*TO DO*
In full and without alteration, write out the records.

*EXERCISE DATA*
+ + +

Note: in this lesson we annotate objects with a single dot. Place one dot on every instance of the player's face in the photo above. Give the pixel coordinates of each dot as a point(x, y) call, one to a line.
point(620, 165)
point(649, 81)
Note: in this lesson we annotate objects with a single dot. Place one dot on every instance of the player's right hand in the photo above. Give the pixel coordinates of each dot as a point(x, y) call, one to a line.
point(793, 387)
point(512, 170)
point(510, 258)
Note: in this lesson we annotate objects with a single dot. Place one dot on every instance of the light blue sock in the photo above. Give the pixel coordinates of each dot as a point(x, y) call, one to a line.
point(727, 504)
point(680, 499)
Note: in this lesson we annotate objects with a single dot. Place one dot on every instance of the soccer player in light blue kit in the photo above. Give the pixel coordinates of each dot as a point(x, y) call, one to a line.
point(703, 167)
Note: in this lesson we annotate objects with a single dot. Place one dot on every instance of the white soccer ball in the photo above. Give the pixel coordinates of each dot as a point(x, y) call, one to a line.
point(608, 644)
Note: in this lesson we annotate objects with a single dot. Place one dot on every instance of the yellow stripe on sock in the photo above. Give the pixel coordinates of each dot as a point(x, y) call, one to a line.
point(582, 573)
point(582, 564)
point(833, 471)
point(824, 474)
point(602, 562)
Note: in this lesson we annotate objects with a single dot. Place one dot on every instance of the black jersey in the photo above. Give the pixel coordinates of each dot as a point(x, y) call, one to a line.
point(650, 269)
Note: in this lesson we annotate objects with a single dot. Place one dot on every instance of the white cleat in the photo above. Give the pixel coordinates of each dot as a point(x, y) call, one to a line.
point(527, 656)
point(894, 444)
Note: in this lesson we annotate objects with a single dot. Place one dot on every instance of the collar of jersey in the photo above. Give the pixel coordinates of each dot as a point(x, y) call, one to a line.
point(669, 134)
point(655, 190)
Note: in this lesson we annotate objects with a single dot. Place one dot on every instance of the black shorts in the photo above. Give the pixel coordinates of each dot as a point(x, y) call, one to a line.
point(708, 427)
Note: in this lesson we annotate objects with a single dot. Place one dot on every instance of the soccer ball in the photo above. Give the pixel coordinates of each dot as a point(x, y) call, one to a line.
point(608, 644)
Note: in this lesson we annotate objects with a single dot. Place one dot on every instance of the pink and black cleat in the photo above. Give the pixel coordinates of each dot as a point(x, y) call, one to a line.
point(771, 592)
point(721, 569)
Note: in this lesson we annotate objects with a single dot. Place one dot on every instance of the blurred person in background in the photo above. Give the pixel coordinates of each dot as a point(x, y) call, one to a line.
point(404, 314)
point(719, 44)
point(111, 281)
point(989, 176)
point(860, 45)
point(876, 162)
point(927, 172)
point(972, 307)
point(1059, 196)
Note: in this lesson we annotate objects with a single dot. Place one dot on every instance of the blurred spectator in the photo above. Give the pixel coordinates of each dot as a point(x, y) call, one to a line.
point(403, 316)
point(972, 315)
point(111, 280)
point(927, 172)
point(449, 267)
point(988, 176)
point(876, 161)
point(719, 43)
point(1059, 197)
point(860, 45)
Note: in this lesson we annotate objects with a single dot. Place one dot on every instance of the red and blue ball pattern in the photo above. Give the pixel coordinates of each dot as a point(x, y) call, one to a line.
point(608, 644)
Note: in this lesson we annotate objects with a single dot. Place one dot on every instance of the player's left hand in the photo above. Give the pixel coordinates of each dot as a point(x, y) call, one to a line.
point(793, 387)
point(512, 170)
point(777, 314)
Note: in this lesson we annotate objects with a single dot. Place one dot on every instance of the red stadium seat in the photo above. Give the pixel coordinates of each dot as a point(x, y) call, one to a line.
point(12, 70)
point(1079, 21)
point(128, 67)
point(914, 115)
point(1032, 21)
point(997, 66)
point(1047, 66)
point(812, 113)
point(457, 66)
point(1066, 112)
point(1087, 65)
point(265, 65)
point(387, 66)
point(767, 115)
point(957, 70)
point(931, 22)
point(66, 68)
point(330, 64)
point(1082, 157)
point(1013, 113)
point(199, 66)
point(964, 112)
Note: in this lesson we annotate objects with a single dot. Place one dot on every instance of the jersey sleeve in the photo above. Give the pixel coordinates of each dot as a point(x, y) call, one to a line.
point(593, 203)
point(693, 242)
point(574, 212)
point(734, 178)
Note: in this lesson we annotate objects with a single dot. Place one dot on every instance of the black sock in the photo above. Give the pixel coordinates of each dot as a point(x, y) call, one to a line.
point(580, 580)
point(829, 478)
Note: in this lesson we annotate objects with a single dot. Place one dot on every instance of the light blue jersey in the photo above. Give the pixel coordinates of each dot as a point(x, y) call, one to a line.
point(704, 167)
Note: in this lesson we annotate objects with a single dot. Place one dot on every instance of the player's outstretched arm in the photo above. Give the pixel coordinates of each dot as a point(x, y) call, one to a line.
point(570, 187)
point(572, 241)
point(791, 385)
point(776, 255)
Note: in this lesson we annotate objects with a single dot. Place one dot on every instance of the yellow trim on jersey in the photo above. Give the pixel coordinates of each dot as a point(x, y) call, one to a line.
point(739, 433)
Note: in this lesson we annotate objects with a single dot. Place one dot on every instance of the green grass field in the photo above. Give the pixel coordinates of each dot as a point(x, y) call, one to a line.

+ + +

*ANSWER SPACE*
Note: in this lesson we annotate objects with a single dot. Place one dot on every instance of the player's face in the photo above. Give the pixel coordinates of each dot as a point(x, y) call, one to a line.
point(620, 165)
point(649, 81)
Note: in this lesson we annotate objects with a single dot. Place one dot on every instance of the player's right hand in the photo above. Give the pixel coordinates of each dot as a point(x, y) call, one to a line.
point(793, 387)
point(512, 170)
point(510, 258)
Note: in this lesson we annotate objects with a single dot. Place one dot on every instance of the light blue sock in the photo above. Give the pixel coordinates of each dot as a point(x, y) call, one to a line.
point(727, 504)
point(680, 499)
Note: in this lesson we annotate objects with a single dot. Place one dot on every instance of the soccer player in light blue kit in the photo above. Give the pixel coordinates of each dot as a point(x, y) call, one to a line.
point(703, 167)
Note: in this lesson we annotate objects with a single dot. Place one dot on every instance of the white soccer ball in the photo above. Give the pixel coordinates of each dot as a point(x, y) call, one to a line.
point(608, 644)
Note: in this lesson we annotate objects with a single dot. Place one dot on every instance of the yellow stripe on sock in the photo above. Give the pixel coordinates of each dot as a point(x, y) call, one to a line.
point(582, 573)
point(582, 564)
point(833, 471)
point(824, 474)
point(602, 562)
Note: in this lesson we annotate objects with a single dot. Place one dot on every instance of the black jersey in the photo above. Give the pixel coordinates of each dot as a point(x, y) call, one to a line.
point(650, 269)
Note: in this lesson we annotate objects with a single dot. Place one dot on every instance of the white cleat in the photo above. Give the pixel coordinates of each dot as a point(x, y) call, one to a line.
point(527, 656)
point(894, 444)
Note: in this lesson we annotate objects with a single dot. Place one dot on every instance of the collar of jersey in the photo above. Give the pixel coordinates of each dot as a point(x, y) call, one to a line.
point(669, 134)
point(655, 190)
Note: in this lesson we annotate objects with a single dot. Place one dot on every instance of the black shorts in the photo above. Give the pixel coordinates of each dot as a point(x, y) call, one to a line.
point(708, 427)
Note: in this lesson we annotate objects with a single dot. Place one dot on every instance of the soccer ball in the photo above. Give the pixel coordinates of each dot as a point(x, y) call, one to a line.
point(608, 644)
Note: in this lesson we annotate objects with a single dot. Place one dot on every instance of the pink and black cleat in the photo above. Give the pixel coordinates of each dot as a point(x, y) call, one to a line.
point(771, 592)
point(721, 569)
Note: in this lesson we annotate objects with a single dot. Place one dot on every instance of the blurred person in background in the photo above. Give the pixel coordinates of each dot as a point(x, y) call, one to a line.
point(404, 314)
point(719, 44)
point(111, 281)
point(989, 176)
point(860, 45)
point(876, 162)
point(927, 172)
point(972, 307)
point(1059, 196)
Note: in this lesson we annotate objects with a single dot. Place one dot on every instance of the blurred spectator in the photo above. Give the pixel coordinates of each dot as a point(x, y) call, one to a line.
point(403, 316)
point(972, 315)
point(111, 280)
point(927, 172)
point(449, 267)
point(988, 176)
point(876, 161)
point(719, 43)
point(1059, 197)
point(860, 45)
Note: in this lesson we annotate objects with a single dot. Place one dot on every instance of the red and blue ball pattern in the photo above. Give the pixel coordinates of each dot as a point(x, y) call, one to a line.
point(608, 644)
Note: in this lesson we annotate objects with a single dot. Place one dot on every instance of the player's left hand in the photo above. Give the pixel coordinates of each dot as a point(x, y) call, one to a line.
point(793, 387)
point(512, 170)
point(777, 314)
Note: in this lesson we annotate objects with a single dot. Place one dot on every instance of the red stadium seat in the photo above. Give the pixel coordinates of each dot as a point(x, y) call, one to a line.
point(12, 70)
point(1079, 21)
point(128, 67)
point(914, 115)
point(1032, 21)
point(997, 66)
point(1047, 66)
point(812, 113)
point(457, 66)
point(1066, 112)
point(1087, 65)
point(265, 65)
point(387, 66)
point(767, 115)
point(957, 70)
point(931, 22)
point(66, 68)
point(330, 64)
point(1082, 157)
point(1013, 113)
point(199, 66)
point(964, 112)
Note: in this lesson we annotate objects with a single dot. Place one dot on every instance of the jersey sleeve in the photo above. Give the pixel coordinates of each dot as a point(x, y) call, one to a line.
point(593, 203)
point(693, 242)
point(574, 212)
point(734, 178)
Note: in this lesson we annotate objects with a single dot. Place one dot on every instance of the black sock in the photo above. Give the pixel coordinates of each dot as a point(x, y) call, one to a line.
point(580, 580)
point(829, 478)
Note: in this lesson we annotate objects with a single dot. Place one dot on every instance of the light blue jersey in the photo above. Give the pixel coordinates of each dot as a point(x, y) call, one to a line.
point(704, 167)
Note: in this lesson we annotate objects with a single dot. Place one dot on every instance of the player's outstretched arm in the photo above. Give the pixel coordinates of each dot as a point(x, y) call, one to a line.
point(570, 187)
point(572, 241)
point(791, 385)
point(776, 255)
Note: in this lesson we annotate objects with a single dot. Place one dot on every instance of the yellow trim on jersey in the photo above. Give the pixel coordinates of each dot as a point(x, y) call, one to a line.
point(739, 433)
Note: in this lesson we annotate objects with a single dot. Place one dot on every instance of the green grass field in the photo above. Give the pixel coordinates of each dot as a point(x, y) call, one to a line.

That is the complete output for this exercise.